## Try it:
Produce the records below again, word for word, but stop after the line that contains "227L225 177L203 186L179".

## Records to use:
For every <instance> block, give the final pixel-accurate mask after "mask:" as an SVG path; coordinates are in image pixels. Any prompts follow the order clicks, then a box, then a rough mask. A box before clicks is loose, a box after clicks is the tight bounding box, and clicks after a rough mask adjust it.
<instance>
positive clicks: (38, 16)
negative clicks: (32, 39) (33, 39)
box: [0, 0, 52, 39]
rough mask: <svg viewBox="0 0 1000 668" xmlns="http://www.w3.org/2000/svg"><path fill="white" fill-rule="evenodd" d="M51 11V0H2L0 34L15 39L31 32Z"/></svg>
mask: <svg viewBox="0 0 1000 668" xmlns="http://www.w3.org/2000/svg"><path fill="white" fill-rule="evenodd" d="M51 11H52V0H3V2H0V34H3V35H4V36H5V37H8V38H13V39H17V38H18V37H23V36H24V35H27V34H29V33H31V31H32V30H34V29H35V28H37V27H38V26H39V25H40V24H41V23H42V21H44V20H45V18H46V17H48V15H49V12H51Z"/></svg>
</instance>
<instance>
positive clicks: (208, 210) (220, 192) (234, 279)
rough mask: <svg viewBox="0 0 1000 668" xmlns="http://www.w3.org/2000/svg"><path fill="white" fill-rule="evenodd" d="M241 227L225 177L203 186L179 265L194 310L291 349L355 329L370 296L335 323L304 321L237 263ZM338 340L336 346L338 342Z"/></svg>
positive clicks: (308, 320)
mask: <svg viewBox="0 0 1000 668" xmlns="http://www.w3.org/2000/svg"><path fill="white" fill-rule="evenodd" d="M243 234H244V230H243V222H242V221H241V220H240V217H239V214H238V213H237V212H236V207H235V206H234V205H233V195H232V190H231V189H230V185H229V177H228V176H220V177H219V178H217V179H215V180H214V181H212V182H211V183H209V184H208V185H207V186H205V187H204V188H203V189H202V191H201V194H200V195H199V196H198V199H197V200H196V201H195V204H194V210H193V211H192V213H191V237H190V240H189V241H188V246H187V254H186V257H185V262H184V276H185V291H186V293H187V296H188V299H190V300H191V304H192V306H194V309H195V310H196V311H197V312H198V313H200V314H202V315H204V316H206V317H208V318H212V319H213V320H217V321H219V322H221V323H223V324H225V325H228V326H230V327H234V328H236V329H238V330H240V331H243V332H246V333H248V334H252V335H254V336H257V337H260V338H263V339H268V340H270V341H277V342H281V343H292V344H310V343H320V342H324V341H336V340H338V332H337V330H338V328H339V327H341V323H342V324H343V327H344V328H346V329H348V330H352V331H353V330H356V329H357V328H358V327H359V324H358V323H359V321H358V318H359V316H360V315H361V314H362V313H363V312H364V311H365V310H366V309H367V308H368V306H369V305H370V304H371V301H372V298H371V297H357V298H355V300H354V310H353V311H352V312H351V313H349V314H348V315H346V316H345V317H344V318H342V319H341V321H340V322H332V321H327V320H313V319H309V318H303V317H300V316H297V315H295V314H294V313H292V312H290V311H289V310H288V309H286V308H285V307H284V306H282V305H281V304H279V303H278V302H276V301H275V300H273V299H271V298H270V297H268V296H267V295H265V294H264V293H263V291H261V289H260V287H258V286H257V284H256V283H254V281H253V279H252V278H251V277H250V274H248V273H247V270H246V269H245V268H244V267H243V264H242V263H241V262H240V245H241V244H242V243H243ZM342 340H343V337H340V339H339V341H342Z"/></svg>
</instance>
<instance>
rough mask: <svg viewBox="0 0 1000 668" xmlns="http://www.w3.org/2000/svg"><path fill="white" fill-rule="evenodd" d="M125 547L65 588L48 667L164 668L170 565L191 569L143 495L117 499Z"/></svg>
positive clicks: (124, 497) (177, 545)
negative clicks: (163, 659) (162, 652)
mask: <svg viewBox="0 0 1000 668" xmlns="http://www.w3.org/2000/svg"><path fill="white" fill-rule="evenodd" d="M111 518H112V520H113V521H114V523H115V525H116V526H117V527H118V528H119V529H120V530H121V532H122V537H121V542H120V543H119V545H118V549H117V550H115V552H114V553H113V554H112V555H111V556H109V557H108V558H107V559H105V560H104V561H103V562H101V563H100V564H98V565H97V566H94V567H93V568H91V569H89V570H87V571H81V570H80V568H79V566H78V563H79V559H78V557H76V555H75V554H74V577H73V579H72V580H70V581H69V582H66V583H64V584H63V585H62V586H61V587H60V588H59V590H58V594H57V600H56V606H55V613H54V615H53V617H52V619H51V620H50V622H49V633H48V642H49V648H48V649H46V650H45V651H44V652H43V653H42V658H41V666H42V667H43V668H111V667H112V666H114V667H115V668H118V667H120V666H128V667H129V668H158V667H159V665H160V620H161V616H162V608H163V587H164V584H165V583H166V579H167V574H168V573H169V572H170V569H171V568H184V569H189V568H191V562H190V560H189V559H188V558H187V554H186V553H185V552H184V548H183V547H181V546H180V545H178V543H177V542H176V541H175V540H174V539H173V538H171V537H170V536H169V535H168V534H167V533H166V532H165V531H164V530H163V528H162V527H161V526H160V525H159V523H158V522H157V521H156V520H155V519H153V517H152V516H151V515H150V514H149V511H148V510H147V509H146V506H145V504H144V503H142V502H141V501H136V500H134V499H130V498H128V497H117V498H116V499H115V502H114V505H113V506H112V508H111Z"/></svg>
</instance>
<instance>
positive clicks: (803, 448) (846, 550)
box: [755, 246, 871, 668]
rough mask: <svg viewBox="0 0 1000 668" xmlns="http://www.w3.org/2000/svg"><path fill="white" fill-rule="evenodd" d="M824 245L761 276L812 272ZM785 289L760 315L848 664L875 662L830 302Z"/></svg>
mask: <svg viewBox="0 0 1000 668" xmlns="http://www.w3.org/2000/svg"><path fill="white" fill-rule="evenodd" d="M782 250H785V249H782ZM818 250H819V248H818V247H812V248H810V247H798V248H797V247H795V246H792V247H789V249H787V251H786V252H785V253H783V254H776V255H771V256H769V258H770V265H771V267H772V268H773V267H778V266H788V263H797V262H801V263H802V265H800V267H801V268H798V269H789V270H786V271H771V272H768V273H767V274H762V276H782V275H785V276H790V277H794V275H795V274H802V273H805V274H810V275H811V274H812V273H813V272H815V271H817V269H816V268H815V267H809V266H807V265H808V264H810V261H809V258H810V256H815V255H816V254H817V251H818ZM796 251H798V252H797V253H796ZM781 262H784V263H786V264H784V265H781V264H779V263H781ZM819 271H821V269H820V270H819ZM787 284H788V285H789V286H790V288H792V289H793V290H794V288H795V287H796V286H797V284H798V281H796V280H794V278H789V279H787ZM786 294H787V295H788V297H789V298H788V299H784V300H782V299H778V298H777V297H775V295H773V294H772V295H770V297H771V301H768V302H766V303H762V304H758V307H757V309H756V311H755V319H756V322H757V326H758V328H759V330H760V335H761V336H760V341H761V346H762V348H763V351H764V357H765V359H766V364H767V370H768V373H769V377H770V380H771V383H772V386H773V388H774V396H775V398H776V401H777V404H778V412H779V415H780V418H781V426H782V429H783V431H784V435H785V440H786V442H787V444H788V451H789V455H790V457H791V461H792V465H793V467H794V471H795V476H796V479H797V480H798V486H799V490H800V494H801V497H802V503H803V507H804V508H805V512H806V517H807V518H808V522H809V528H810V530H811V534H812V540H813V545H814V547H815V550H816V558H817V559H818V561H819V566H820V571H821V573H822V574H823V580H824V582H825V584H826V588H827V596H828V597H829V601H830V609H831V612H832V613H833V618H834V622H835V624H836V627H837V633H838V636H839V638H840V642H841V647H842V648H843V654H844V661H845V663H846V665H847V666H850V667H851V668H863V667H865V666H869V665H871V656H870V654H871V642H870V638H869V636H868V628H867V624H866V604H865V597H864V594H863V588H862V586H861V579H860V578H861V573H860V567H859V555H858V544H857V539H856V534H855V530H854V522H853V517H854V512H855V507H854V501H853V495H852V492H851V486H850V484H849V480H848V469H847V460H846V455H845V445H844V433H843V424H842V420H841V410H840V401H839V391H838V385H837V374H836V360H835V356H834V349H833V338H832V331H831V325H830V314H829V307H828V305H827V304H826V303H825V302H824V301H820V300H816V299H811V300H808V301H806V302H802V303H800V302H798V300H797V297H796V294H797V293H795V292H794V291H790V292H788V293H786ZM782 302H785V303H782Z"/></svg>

## Response to the exercise:
For every <instance> block, give the final pixel-accurate mask after "mask:" as an SVG path; coordinates are in image pixels. Any prompts follow the order clicks, then a box, then a rough mask. A box before clicks is loose, a box after clicks is the tight bounding box, and clicks after a rough mask adjust it.
<instance>
positive clicks: (38, 16)
negative clicks: (32, 39) (33, 39)
box: [0, 0, 52, 39]
rough mask: <svg viewBox="0 0 1000 668" xmlns="http://www.w3.org/2000/svg"><path fill="white" fill-rule="evenodd" d="M51 11V0H2L0 34L15 39L31 32Z"/></svg>
mask: <svg viewBox="0 0 1000 668" xmlns="http://www.w3.org/2000/svg"><path fill="white" fill-rule="evenodd" d="M51 11H52V0H3V2H0V34H3V35H4V36H5V37H8V38H13V39H17V38H18V37H23V36H24V35H27V34H29V33H31V31H32V30H34V29H35V28H37V27H38V26H39V25H40V24H41V23H42V21H44V20H45V18H46V17H48V15H49V12H51Z"/></svg>
</instance>
<instance>
positive clicks: (208, 210) (220, 192) (234, 279)
rough mask: <svg viewBox="0 0 1000 668" xmlns="http://www.w3.org/2000/svg"><path fill="white" fill-rule="evenodd" d="M241 227L225 177L203 186L179 265L194 310L291 349L355 329L370 296L335 323L304 321L237 263ZM338 340L336 346L338 342Z"/></svg>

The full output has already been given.